• Problem:
Each line from the one containing "the yellow costume." through the last line of the entries below is to be transcribed exactly. Nothing else belongs in the reply.

• Source information:
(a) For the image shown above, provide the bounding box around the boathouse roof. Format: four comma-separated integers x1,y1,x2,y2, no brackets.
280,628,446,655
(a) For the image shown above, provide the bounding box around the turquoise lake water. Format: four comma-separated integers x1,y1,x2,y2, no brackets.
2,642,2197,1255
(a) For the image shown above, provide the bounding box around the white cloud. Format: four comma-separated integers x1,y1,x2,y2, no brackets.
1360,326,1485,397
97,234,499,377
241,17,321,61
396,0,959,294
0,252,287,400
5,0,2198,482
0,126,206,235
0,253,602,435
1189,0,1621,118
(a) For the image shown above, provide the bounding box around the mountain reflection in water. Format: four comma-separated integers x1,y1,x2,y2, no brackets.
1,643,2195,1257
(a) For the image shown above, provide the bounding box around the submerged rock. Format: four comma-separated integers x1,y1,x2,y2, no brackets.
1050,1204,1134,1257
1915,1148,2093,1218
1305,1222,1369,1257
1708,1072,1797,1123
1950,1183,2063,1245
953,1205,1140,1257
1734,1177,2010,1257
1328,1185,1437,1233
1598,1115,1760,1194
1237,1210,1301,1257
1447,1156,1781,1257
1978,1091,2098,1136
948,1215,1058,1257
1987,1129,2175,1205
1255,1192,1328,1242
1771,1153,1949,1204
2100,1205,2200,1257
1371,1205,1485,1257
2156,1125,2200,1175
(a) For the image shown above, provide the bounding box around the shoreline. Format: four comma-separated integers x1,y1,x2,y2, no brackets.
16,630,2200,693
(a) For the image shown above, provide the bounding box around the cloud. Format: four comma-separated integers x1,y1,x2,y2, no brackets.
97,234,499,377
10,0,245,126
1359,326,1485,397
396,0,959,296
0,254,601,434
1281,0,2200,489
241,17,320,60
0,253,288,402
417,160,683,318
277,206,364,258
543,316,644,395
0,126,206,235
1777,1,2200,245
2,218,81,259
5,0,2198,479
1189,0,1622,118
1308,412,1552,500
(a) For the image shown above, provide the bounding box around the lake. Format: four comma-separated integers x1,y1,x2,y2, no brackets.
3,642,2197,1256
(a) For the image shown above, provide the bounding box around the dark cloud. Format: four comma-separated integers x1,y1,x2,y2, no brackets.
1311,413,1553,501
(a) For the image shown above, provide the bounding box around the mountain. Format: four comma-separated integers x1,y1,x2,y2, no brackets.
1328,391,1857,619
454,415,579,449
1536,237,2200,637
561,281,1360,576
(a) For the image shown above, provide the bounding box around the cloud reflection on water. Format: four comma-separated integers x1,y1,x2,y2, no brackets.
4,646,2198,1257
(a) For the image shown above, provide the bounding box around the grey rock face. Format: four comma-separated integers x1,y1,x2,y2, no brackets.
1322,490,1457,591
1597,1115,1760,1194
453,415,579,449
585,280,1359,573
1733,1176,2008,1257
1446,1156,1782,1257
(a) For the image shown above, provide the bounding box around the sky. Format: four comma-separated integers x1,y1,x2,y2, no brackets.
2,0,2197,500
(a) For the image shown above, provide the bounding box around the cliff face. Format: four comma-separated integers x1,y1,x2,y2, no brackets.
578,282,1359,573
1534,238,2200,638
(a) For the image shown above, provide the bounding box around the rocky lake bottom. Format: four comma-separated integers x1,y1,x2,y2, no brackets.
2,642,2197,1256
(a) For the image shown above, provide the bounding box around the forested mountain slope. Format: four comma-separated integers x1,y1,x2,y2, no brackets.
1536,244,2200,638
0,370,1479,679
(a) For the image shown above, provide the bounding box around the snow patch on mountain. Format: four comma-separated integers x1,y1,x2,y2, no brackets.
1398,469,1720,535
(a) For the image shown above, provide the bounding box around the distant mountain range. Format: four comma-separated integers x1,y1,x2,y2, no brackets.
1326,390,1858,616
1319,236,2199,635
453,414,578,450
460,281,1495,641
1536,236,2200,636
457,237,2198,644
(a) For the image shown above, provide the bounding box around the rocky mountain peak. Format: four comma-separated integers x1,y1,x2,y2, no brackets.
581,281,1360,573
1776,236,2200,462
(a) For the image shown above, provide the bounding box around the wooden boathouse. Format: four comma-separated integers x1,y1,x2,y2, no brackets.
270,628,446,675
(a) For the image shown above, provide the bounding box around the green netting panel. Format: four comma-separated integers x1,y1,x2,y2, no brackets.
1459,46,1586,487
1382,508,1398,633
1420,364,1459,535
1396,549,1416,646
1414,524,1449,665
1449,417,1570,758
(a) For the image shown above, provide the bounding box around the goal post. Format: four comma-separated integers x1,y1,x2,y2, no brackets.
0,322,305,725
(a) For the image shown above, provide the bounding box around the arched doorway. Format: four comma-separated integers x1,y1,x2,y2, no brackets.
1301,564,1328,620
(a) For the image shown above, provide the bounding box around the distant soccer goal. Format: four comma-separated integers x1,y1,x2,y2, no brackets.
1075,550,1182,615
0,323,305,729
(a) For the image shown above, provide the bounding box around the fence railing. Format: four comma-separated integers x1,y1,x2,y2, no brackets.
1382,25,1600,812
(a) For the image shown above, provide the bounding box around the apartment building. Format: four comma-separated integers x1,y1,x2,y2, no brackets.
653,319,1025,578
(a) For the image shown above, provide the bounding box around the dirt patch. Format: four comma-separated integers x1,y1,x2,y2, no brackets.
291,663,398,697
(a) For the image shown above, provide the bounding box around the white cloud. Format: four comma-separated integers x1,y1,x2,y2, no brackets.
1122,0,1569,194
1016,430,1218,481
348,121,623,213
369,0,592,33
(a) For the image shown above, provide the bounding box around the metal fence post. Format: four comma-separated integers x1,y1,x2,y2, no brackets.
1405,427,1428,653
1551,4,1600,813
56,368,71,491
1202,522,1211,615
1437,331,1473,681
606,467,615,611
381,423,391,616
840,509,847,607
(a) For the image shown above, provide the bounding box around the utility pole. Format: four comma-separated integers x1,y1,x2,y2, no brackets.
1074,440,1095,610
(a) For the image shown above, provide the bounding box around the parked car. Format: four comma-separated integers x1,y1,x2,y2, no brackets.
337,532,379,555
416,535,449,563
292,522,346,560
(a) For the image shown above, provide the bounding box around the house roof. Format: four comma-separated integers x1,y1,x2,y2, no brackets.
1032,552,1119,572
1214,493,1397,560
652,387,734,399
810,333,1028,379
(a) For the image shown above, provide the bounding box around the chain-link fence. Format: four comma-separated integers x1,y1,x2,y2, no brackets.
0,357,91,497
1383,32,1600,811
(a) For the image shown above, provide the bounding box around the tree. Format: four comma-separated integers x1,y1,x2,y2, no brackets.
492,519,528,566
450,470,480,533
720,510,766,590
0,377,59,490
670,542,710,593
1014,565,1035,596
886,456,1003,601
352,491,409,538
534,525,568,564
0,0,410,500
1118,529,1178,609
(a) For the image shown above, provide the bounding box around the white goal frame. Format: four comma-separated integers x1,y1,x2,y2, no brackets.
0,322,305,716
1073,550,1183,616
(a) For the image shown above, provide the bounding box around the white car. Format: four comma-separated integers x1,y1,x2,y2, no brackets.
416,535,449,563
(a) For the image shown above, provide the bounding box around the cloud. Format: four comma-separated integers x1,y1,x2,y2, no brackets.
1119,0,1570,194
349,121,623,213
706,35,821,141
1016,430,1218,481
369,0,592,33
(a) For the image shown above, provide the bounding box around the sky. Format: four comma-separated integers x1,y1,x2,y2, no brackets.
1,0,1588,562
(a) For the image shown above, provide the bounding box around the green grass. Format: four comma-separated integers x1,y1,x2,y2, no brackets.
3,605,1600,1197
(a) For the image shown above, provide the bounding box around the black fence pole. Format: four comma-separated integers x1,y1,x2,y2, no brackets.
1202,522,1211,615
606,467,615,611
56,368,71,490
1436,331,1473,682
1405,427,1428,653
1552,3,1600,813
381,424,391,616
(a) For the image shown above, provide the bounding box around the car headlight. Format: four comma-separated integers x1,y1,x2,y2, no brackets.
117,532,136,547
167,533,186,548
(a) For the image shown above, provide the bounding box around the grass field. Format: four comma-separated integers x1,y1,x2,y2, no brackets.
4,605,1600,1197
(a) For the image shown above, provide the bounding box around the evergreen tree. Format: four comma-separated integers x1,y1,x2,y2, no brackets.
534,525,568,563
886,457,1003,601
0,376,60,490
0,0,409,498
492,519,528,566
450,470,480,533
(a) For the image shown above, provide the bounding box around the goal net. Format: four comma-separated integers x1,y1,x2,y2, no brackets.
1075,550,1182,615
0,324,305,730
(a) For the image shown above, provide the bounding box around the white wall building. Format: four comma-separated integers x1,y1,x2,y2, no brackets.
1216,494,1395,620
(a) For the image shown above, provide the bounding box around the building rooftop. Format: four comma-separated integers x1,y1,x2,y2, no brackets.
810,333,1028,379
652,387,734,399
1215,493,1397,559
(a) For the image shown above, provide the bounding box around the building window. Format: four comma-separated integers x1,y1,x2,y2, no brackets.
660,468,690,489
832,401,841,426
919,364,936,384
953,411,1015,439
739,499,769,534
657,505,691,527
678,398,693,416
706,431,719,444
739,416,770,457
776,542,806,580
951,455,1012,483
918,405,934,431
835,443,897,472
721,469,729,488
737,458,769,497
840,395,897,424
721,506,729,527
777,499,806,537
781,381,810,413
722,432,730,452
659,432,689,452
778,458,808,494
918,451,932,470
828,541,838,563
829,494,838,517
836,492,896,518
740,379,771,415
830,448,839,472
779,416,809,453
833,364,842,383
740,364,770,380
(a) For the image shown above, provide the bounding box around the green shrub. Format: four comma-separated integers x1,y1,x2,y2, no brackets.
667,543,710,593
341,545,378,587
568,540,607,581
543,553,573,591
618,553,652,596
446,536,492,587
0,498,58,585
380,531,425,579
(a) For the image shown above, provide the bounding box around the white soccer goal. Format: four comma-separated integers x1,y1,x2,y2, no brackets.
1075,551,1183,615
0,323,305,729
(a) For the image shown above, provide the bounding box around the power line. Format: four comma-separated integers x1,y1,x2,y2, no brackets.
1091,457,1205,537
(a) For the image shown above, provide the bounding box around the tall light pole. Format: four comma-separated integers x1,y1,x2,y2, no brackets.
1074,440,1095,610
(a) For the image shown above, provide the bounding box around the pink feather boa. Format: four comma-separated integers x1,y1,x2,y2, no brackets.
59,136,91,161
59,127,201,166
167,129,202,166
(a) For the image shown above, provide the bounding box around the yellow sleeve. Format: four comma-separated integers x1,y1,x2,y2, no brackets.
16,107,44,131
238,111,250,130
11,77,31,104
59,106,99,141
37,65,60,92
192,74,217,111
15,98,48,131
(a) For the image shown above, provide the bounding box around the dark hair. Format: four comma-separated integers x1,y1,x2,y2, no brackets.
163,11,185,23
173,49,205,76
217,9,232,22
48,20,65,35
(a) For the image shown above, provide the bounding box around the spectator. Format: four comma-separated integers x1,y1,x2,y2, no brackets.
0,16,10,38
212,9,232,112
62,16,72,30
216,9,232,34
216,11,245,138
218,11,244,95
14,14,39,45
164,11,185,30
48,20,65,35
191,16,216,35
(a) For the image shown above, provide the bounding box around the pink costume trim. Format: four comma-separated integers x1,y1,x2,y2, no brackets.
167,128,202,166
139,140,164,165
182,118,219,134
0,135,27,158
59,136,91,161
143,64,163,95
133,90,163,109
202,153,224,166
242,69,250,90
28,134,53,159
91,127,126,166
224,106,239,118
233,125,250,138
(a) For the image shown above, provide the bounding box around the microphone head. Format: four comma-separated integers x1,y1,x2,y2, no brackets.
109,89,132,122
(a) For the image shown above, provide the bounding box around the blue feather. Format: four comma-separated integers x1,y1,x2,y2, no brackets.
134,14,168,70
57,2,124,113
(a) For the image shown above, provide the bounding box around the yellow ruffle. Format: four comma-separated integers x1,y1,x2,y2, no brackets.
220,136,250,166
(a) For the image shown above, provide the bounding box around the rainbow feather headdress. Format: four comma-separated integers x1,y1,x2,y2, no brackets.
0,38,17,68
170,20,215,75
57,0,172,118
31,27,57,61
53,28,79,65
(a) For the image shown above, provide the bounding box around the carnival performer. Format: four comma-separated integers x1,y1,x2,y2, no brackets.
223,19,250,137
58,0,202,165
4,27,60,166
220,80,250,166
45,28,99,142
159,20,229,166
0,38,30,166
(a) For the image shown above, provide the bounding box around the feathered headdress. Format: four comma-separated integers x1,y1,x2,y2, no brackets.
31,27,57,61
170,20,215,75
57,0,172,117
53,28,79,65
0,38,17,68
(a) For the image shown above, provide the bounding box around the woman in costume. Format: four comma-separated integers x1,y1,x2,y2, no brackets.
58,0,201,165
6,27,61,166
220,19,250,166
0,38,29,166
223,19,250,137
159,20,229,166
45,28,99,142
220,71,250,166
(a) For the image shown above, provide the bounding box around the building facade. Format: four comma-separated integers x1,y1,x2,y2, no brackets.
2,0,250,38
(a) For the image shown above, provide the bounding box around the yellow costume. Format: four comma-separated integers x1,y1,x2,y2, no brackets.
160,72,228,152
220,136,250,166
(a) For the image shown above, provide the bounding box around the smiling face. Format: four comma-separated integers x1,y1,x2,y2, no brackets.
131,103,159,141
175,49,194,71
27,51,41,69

• Task output:
(a) For the image shown above, provide the bounding box around the yellow costume. Format: four comma-separated integers x1,y1,x2,y2, no brackets.
160,72,228,152
220,136,250,166
(a) For the image shown above, provide the bounding box around the smiling face. Format: four comma-separated integers x1,y1,x2,y2, no brackets.
131,103,159,141
175,49,194,71
27,51,41,69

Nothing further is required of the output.